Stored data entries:
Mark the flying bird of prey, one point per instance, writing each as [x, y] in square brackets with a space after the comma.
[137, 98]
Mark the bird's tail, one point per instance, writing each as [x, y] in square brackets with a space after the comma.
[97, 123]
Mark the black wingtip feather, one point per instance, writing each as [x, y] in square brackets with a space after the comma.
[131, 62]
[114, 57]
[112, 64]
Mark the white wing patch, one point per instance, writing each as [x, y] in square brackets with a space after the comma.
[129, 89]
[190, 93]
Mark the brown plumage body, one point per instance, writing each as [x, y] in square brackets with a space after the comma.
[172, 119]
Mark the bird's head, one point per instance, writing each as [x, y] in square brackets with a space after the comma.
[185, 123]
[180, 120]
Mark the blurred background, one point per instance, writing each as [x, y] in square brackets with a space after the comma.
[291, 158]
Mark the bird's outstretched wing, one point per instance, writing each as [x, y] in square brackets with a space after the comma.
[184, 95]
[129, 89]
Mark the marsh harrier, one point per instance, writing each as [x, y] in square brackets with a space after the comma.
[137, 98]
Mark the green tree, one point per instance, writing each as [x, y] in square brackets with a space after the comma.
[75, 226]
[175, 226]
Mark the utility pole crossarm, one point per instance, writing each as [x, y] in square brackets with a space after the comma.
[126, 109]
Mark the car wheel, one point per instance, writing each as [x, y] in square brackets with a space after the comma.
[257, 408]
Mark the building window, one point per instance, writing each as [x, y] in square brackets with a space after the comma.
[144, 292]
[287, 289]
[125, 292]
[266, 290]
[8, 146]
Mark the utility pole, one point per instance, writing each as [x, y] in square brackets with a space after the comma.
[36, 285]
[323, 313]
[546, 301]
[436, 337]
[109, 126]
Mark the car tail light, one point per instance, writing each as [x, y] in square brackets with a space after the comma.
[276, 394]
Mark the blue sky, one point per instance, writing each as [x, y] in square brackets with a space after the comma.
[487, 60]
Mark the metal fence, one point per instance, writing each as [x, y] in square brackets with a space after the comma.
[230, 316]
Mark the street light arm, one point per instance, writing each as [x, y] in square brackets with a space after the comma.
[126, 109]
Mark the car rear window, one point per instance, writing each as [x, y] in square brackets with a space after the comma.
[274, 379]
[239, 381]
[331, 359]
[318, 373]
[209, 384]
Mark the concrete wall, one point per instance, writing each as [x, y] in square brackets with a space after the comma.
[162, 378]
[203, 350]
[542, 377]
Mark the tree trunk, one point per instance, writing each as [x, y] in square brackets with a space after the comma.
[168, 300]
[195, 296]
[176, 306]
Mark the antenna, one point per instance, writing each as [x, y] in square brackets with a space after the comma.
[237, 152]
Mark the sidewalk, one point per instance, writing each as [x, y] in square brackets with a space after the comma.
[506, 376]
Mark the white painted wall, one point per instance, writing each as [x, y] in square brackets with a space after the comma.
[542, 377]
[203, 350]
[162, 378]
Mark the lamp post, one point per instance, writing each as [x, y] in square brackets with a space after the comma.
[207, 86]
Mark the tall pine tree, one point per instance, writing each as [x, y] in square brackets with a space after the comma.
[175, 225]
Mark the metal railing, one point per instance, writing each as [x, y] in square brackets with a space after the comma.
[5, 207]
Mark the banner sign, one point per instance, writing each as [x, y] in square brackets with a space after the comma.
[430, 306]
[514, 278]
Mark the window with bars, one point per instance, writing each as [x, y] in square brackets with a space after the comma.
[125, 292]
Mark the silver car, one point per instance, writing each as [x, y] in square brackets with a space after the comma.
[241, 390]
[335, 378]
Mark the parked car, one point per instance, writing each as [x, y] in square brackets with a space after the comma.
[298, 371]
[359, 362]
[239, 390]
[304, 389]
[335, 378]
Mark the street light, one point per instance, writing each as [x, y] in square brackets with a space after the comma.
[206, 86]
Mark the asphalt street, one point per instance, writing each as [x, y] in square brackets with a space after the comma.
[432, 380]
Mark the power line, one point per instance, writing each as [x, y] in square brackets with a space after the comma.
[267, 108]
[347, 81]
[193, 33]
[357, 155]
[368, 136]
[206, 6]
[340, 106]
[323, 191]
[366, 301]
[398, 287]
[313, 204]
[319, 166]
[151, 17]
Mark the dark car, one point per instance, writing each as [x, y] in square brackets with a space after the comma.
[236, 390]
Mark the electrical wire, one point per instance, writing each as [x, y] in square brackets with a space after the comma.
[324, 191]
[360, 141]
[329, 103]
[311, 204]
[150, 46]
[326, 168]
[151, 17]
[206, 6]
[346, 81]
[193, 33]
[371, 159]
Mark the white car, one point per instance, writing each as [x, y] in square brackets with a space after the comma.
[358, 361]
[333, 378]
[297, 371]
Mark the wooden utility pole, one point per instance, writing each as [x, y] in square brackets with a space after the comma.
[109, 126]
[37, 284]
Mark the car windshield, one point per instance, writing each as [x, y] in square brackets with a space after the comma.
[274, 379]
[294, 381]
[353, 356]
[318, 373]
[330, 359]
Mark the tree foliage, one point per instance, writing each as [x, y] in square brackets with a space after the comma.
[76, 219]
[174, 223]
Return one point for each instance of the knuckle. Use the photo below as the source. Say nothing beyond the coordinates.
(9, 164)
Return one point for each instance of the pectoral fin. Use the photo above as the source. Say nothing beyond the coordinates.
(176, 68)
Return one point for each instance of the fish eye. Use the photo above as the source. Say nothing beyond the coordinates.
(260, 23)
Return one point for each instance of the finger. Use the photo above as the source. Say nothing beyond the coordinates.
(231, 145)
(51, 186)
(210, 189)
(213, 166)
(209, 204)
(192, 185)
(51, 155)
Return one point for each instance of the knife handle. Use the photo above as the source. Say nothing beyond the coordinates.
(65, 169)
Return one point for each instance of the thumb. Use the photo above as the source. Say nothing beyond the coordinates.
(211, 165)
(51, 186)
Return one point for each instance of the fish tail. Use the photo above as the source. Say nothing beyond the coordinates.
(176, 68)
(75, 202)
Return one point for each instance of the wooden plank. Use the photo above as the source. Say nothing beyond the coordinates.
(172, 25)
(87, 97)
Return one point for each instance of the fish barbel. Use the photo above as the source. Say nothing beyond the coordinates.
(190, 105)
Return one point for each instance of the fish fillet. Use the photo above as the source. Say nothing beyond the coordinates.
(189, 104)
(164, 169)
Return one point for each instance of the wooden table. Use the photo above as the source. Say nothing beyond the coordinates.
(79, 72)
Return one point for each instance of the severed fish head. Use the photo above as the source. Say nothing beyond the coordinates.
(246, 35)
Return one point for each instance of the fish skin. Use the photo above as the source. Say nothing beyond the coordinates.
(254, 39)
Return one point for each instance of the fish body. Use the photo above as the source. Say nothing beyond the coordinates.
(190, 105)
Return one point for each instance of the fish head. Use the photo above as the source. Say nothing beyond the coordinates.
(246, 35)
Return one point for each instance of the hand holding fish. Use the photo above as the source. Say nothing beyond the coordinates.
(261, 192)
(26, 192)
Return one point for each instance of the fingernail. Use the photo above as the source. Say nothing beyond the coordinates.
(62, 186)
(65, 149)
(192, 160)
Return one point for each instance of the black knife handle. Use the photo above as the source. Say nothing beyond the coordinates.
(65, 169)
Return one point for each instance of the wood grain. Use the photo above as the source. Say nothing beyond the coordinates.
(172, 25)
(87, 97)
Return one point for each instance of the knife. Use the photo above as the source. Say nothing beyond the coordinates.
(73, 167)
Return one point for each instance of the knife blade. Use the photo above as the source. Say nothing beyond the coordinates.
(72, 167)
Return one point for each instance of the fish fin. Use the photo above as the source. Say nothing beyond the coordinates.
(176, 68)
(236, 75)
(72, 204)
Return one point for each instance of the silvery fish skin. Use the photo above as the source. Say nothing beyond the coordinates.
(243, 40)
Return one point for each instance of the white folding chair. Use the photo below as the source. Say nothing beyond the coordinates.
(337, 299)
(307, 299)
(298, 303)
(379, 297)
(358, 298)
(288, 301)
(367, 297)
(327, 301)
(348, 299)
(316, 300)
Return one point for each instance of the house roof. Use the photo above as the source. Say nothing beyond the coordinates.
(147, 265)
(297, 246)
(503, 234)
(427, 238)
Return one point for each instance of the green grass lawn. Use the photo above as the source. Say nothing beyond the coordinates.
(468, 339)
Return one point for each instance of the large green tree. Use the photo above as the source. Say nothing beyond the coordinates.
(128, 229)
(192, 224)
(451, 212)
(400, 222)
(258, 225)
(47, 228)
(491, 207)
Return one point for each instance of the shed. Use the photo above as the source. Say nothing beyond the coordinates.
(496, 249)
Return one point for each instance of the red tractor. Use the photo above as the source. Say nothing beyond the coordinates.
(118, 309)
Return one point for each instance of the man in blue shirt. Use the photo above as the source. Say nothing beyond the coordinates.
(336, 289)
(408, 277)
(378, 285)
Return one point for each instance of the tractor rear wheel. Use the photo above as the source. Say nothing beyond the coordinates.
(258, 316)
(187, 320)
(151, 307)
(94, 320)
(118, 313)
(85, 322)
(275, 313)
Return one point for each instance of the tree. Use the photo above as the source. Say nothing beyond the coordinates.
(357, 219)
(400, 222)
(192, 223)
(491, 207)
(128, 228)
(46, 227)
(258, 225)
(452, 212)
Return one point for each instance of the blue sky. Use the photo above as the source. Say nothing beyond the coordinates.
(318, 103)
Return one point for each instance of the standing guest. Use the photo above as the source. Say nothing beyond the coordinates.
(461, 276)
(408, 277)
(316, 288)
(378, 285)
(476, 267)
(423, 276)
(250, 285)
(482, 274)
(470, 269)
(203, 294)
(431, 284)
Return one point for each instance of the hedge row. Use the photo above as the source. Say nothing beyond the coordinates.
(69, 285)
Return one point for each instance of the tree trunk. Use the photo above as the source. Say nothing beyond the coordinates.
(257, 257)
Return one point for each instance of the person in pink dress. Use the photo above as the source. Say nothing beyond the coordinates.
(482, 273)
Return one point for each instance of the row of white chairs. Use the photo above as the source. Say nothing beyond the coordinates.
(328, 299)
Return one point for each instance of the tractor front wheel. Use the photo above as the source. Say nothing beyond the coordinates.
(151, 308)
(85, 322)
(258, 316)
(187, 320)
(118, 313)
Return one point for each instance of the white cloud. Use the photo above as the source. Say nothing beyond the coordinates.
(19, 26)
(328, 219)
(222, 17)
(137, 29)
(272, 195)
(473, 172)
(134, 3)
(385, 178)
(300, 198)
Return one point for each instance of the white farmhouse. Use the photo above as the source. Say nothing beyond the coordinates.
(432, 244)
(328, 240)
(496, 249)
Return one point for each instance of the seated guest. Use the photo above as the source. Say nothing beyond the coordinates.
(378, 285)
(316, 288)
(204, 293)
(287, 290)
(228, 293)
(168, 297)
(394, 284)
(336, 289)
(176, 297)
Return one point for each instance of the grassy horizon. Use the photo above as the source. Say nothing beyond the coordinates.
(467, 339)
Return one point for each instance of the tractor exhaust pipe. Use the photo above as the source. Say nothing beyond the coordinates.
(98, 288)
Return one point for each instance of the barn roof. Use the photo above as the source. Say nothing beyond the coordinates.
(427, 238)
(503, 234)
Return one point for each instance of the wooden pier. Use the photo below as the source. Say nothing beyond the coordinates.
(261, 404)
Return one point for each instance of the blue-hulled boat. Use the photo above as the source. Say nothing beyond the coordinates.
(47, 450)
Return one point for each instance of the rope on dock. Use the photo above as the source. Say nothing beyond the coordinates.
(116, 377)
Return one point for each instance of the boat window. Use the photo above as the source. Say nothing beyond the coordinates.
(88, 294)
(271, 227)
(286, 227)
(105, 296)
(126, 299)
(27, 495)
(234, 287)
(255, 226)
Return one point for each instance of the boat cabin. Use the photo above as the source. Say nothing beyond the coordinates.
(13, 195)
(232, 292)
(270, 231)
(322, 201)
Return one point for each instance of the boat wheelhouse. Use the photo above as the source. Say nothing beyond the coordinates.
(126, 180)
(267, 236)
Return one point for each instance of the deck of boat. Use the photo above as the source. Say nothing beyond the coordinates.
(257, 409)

**ACTION ITEM:**
Start at the line containing "Return one point for each instance of the blue-hulled". Repeat it and each line after it, word for word, to the end of the records.

**RESPONSE TO THIS TASK:**
Return one point for each instance of the blue-hulled boat. Use the photo above as the source. Say nothing beyond the coordinates.
(47, 450)
Return one point for each instance of the rope on dock. Use the photo above as the source. Say nothing beyond the coordinates.
(116, 377)
Return one point for each instance of the boat window. Use the photo above as the source. Say nothing beyond the coordinates.
(88, 294)
(271, 227)
(286, 227)
(105, 296)
(126, 299)
(27, 495)
(234, 287)
(255, 226)
Return one point for each instance of the boat cabin. Use the photo above as the source. Say nothing beyond the coordinates.
(13, 195)
(232, 292)
(270, 231)
(322, 201)
Return one point for each instance of the boat wheelhouse. Use the photo above as the source. Say nothing beyond the coordinates.
(126, 180)
(267, 236)
Return one point for each instance of the deck of boat. Use the photo above as the source. Say nothing beyond the coordinates.
(257, 409)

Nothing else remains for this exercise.